=== PROMPT ===
Quote the data below in full, minus the images.

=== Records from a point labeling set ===
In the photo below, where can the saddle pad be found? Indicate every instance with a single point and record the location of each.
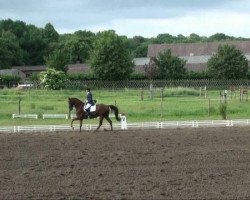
(93, 108)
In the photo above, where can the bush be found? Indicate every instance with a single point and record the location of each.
(223, 110)
(9, 79)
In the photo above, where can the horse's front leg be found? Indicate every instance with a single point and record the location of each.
(80, 125)
(72, 123)
(100, 123)
(77, 118)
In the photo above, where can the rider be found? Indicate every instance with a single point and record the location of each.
(89, 102)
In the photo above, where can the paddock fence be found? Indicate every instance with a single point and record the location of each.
(129, 126)
(136, 84)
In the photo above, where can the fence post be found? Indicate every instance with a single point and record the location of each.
(19, 105)
(209, 103)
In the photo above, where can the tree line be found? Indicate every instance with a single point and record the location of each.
(26, 44)
(109, 55)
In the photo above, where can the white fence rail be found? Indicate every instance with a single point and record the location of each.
(30, 116)
(55, 116)
(138, 125)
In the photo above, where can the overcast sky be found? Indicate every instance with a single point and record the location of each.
(146, 18)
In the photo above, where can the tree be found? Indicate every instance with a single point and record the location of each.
(228, 63)
(57, 60)
(169, 66)
(110, 59)
(53, 79)
(10, 51)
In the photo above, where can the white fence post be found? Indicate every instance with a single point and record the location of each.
(123, 122)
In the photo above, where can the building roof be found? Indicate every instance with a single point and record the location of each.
(196, 49)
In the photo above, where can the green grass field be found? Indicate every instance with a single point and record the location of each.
(169, 104)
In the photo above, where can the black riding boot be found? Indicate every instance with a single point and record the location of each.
(88, 113)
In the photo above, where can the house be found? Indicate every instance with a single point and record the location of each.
(28, 70)
(197, 54)
(13, 72)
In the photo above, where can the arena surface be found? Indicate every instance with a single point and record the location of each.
(134, 164)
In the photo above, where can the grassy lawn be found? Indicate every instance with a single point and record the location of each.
(169, 104)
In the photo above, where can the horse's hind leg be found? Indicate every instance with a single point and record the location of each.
(100, 123)
(110, 122)
(72, 123)
(80, 125)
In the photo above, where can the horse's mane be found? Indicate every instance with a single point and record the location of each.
(76, 101)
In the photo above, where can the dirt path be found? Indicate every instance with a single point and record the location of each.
(152, 164)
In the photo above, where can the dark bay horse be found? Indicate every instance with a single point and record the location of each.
(102, 111)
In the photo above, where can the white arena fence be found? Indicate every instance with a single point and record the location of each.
(132, 126)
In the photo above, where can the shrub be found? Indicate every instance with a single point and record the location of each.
(223, 110)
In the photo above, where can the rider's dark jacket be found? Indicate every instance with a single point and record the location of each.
(89, 99)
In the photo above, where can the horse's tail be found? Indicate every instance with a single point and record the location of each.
(114, 110)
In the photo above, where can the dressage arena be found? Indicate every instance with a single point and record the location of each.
(179, 163)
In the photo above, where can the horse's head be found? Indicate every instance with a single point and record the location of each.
(71, 104)
(74, 102)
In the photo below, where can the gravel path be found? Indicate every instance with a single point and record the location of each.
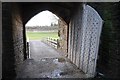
(45, 62)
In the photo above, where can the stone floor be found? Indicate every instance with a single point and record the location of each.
(46, 62)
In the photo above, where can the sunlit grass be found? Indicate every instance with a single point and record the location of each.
(41, 35)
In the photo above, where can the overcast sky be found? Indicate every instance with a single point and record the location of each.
(43, 18)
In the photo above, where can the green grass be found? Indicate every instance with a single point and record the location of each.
(41, 35)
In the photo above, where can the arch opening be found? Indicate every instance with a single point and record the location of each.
(47, 28)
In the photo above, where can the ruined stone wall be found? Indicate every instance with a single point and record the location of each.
(62, 33)
(109, 50)
(12, 39)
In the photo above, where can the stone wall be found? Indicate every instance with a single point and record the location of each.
(75, 26)
(17, 26)
(62, 33)
(12, 39)
(109, 50)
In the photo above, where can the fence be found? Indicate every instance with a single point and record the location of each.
(52, 42)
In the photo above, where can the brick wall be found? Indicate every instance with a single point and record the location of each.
(109, 50)
(62, 32)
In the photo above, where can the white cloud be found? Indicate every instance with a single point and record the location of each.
(43, 18)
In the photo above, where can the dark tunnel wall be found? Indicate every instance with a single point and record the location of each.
(12, 39)
(109, 50)
(14, 18)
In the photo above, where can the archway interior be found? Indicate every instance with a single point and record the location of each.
(45, 27)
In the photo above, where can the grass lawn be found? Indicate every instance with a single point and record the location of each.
(41, 35)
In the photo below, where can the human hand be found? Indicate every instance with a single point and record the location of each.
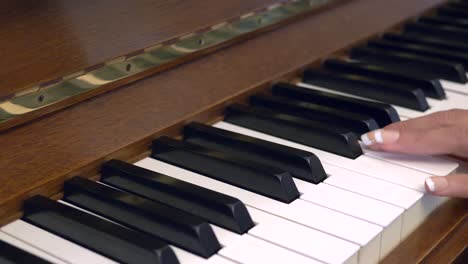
(443, 132)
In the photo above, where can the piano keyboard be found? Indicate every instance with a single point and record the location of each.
(283, 178)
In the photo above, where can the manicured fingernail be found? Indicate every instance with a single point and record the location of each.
(380, 136)
(436, 183)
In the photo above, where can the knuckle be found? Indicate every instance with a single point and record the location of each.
(449, 116)
(459, 135)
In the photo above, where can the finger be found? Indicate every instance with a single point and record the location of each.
(444, 140)
(455, 185)
(438, 119)
(421, 124)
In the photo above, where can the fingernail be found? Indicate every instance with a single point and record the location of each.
(436, 183)
(380, 136)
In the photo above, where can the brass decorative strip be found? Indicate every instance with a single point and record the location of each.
(64, 88)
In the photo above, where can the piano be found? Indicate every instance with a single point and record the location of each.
(226, 131)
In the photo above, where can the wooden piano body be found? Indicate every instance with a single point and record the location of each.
(45, 41)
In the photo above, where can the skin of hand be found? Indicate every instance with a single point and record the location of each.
(439, 133)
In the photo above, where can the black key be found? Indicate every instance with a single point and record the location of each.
(443, 32)
(384, 114)
(431, 88)
(301, 164)
(451, 11)
(217, 208)
(428, 41)
(243, 173)
(416, 65)
(357, 123)
(419, 49)
(458, 5)
(101, 236)
(444, 21)
(310, 133)
(169, 224)
(367, 87)
(12, 255)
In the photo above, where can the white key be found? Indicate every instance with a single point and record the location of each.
(30, 249)
(386, 215)
(331, 222)
(402, 111)
(428, 164)
(250, 250)
(357, 205)
(372, 187)
(52, 244)
(185, 257)
(368, 166)
(363, 164)
(305, 240)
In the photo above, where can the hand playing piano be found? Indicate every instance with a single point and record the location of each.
(443, 132)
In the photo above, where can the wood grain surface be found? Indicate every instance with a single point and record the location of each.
(36, 157)
(45, 40)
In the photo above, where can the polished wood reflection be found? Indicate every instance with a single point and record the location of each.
(45, 40)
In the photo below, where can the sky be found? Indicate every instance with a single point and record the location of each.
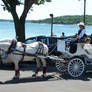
(57, 7)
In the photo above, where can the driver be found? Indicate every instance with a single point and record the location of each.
(81, 36)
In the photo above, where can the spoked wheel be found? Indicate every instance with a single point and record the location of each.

=== SOLUTION FOR THIS EXERCISE ===
In the photo below, where can the saddle pad be found? Indicate every instance with a single point and record the location of each.
(93, 108)
In the photo above, where can the bush be found? Indicate every instance with a single point and record the location of each.
(223, 110)
(9, 79)
In the photo above, where can the horse's front leg be found? Indicate every instance with a single point and record the location of each.
(80, 125)
(72, 123)
(100, 123)
(77, 118)
In the photo above, where can the rider be found? Indicate every instance with a single point and record the location of each.
(89, 102)
In the photo above, where can the paddock fence be found? Indicate every instance with a single point and record the location of each.
(129, 126)
(136, 84)
In the photo above, where can the fence post be found? Indicate every instance with a single point and record the location of each.
(19, 105)
(209, 103)
In the photo above, where can the tree line be found? Indicate every instance with a single point and record the location of each.
(26, 44)
(109, 55)
In the photo above, where can the white fence rail be found? Indicate every instance with a single point and record the location of each.
(30, 116)
(55, 116)
(138, 125)
In the photo above, where can the overcast sky be found? Indicate every instance with a single point and record the location of each.
(146, 18)
In the photo above, where can the tree be found? Indicate every instance with a single point and record the location of each.
(228, 63)
(57, 60)
(169, 66)
(110, 59)
(53, 79)
(10, 51)
In the photo above, where can the white fence post be found? Indicate every instance with a single point and record the location of each.
(123, 122)
In the photo above, where can the building roof be found? Indicate every instance with a single point and record the location of each.
(196, 49)
In the photo above, where can the green grass field be found? Indicate every instance with a single point and record the location of each.
(169, 104)
In the photo above, where can the black riding boot be found? Indicate every instance with a single point and record the location of each.
(88, 113)
In the photo above, where can the house be found? Indicate every instance with a single point and record the location of each.
(28, 70)
(197, 54)
(13, 72)
In the photo above, where can the arena surface be found? Indicate every instance with a single point and record the location of each.
(134, 164)
In the photo above, where can the grassy lawn be found? Indicate every instance with a single point and record the location of each.
(169, 104)
In the photo above, where can the horse's hind leg be found? Indicate every instance with a single point and record the location of each.
(100, 123)
(110, 122)
(72, 123)
(80, 125)
In the photo above, where can the horse's mane be found? Indicate every instance with a single point and record the location of each.
(76, 101)
In the photo above, where can the dirt path be found? Indicate every instance with a single point and record the location of each.
(152, 164)
In the photo above, where can the dark bay horse be found? Indicate every instance with a single point and record the location of each.
(102, 111)
In the photo above, where can the white arena fence be found? Indicate every instance with a single point and record the location of each.
(132, 126)
In the photo above, where can the shrub be found? Indicate every instance with a single point and record the location of each.
(223, 110)
In the photo above, where can the rider's dark jacket be found? Indicate every instance with a single point and record the location of each.
(89, 99)
In the photo above, where can the horse's tail be found? Indicate every instance with a single point and record the location of each.
(114, 110)
In the photo above, where can the dressage arena be found? Indicate every instance with a single point and record the location of each.
(179, 163)
In the photo above, where can the horse's head be found? Indicate every instance with a single point and record the location of each.
(71, 104)
(74, 102)
In the photo below, where can the gravel path be found? Indicate every instance with a single point and record the location of each.
(45, 62)
In the photo above, where can the stone floor be found? Indicate every instance with a single point and record the location of each.
(46, 62)
In the photo above, where can the sunlit grass be found? Indicate every instance with a single point and record the location of each.
(41, 35)
In the photo above, where can the overcast sky be found? Indicate every instance with a single point and record the location of each.
(43, 18)
In the photo above, where can the green grass be found? Indicate every instance with a single point and record the location of each.
(41, 35)
In the photo above, where can the arch opening be found? Indicate every instance with a single point and record the location of each.
(47, 28)
In the photo above, where can the ruined stone wall be found? Indicate every instance with a single point and record the location of each.
(62, 33)
(109, 50)
(12, 39)
In the photo above, where can the stone wall be found? Indicate every instance with a single point and record the location of each.
(75, 26)
(17, 26)
(62, 33)
(12, 39)
(109, 50)
In the photo above, where can the fence be found? Indicate every instance with a single point and record the location of each.
(52, 42)
In the photo above, where can the brick wall be found? Indicate every instance with a single point and record the location of each.
(109, 50)
(62, 32)
In the photo above, where can the white cloud be found? Indicate every instance with a single point and record the location of each.
(43, 18)
In the photo above, where can the dark tunnel wall be found? Indicate every instance with a single point and record the location of each.
(12, 39)
(109, 50)
(14, 18)
In the photo above, where can the archway interior be found? Indicate every instance with a single point and record the location of each.
(45, 27)
In the photo above, where can the grass lawn be found? Indicate every instance with a single point and record the location of each.
(41, 35)
In the photo below, where can the human hand be found? Indicate every instance with a single point and record the location of each.
(443, 132)
In the photo above, where can the piano keyboard be found? Indicate every instance with a single point and record the location of each.
(283, 178)
In the photo above, where can the manicured fingernail be found? Indicate every instance with a single point and record the location of each.
(380, 136)
(436, 183)
In the photo above, where can the knuckle be found? Indicate every instance with a single point and record the location of each.
(449, 116)
(459, 135)
In the photo above, where can the finger be found? Indicate every instance with a single point and record the location of each.
(444, 140)
(455, 185)
(438, 119)
(421, 124)
In the photo above, where can the fingernail be found? Indicate every instance with a single point and record the location of each.
(436, 183)
(380, 136)
In the photo above, where can the brass decorative strip be found? Indicate every instance with a single point and record the location of each.
(64, 88)
In the photo above, where can the piano be found? Indicate every instance with a single point and record the location of each.
(226, 131)
In the photo above, where can the wooden piano body be found? Indicate every instance with a single point and record the location of each.
(45, 41)
In the photo above, where can the skin of hand be found? Indicate every instance with a single point and record the location of each.
(439, 133)
In the photo above, where can the black key be found? Indicate every instance with a single point and record the location of each.
(443, 32)
(384, 114)
(431, 88)
(301, 164)
(451, 11)
(217, 208)
(428, 41)
(243, 173)
(416, 65)
(357, 123)
(419, 49)
(458, 5)
(101, 236)
(444, 21)
(310, 133)
(169, 224)
(367, 87)
(12, 255)
In the photo above, where can the white key be found? Indicate every instance with a single point and record the location of each.
(30, 249)
(386, 215)
(331, 222)
(402, 111)
(428, 164)
(250, 250)
(357, 205)
(372, 187)
(52, 244)
(185, 257)
(368, 166)
(363, 164)
(305, 240)
In the photo above, where can the hand playing piano be found? Indicate every instance with a single point and record the location of each.
(443, 132)
In the photo above, where can the wood grain surface be found? Indicate every instance with a single point and record the location of each.
(36, 157)
(45, 40)
In the photo above, where can the polished wood reflection be found? Indicate every instance with a single point and record the location of each.
(45, 40)
In the photo below, where can the sky be found? Indicate every instance with a single point and record the location of each.
(57, 7)
In the photo above, where can the driver be found? Indicate every instance with a single point and record the location of each.
(81, 36)
In the photo above, where can the spoked wheel be found? Indicate every instance with a single point and record the location of each.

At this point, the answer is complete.